> [ACTION ITEM]: The entries below contain a stretch that opens with the line containing "Target: soap dispenser bottle" and closes with the line containing "[[623, 337], [265, 205], [454, 12]]"; set down that stretch exactly, both ends included, and nothing else.

[Stored data entries]
+--
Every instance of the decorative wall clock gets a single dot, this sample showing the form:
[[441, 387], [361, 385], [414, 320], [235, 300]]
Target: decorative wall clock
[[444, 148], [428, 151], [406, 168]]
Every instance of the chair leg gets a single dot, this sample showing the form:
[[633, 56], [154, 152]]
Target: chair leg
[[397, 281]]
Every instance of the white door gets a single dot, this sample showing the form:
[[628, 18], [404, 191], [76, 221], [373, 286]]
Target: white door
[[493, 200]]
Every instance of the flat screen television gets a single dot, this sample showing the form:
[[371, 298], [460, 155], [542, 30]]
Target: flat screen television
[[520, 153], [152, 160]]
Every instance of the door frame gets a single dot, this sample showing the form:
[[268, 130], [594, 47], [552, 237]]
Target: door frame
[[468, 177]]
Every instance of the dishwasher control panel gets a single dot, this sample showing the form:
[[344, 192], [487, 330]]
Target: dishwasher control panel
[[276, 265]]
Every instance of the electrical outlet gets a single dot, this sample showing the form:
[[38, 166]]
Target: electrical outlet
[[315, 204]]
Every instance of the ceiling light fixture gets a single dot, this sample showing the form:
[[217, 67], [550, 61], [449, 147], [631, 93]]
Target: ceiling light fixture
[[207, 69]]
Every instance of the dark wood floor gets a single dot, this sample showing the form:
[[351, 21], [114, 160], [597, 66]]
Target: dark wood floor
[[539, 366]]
+--
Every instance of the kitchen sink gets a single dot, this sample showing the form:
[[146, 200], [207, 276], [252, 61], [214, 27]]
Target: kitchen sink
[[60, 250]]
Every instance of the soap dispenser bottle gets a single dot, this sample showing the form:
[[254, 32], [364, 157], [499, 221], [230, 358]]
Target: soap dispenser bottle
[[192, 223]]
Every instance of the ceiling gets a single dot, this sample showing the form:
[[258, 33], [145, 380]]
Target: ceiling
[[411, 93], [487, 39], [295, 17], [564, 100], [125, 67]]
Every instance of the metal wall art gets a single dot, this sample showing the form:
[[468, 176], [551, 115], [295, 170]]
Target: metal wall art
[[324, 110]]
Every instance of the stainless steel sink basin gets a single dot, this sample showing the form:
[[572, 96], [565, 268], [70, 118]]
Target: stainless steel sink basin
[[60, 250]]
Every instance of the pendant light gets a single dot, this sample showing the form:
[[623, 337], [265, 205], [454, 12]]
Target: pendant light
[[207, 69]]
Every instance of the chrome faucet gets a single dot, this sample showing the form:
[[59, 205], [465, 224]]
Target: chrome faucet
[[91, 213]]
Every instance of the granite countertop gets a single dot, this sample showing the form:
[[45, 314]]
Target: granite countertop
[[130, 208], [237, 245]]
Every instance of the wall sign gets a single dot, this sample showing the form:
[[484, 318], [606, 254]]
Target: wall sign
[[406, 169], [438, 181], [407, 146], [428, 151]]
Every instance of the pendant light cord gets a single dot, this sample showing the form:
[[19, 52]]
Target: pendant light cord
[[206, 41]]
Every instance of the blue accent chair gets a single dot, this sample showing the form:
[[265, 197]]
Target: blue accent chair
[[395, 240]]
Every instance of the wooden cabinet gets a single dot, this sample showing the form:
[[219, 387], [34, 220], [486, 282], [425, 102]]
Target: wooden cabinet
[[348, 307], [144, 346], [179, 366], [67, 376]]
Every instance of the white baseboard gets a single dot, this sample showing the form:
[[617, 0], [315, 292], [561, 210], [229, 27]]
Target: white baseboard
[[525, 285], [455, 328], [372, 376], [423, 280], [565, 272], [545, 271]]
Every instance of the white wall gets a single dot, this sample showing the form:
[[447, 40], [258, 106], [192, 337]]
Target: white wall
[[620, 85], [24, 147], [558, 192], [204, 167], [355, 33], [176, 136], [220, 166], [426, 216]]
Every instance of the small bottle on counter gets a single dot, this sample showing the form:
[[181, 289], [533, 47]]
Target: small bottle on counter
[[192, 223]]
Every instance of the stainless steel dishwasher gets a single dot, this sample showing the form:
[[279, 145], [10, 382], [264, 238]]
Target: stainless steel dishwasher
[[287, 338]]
+--
> [TASK ANSWER]:
Target: soap dispenser bottle
[[192, 223]]
Every instance of the ceiling gets a single dot, this sample showing the form:
[[258, 33], [145, 380]]
Target: ceiling
[[411, 93], [487, 39], [295, 17], [564, 100], [125, 67]]
Every instance of the metal wall art gets a single dot, this sample showing the form:
[[468, 176], [551, 115], [295, 170]]
Target: metal wall art
[[324, 110]]
Every instance of the stainless steel sink basin gets a single dot, this sample showing the form:
[[572, 96], [565, 268], [70, 118]]
Target: stainless steel sink basin
[[60, 250]]
Every instance of the pendant light gets a single dot, this sample showing the form:
[[623, 337], [265, 205], [454, 12]]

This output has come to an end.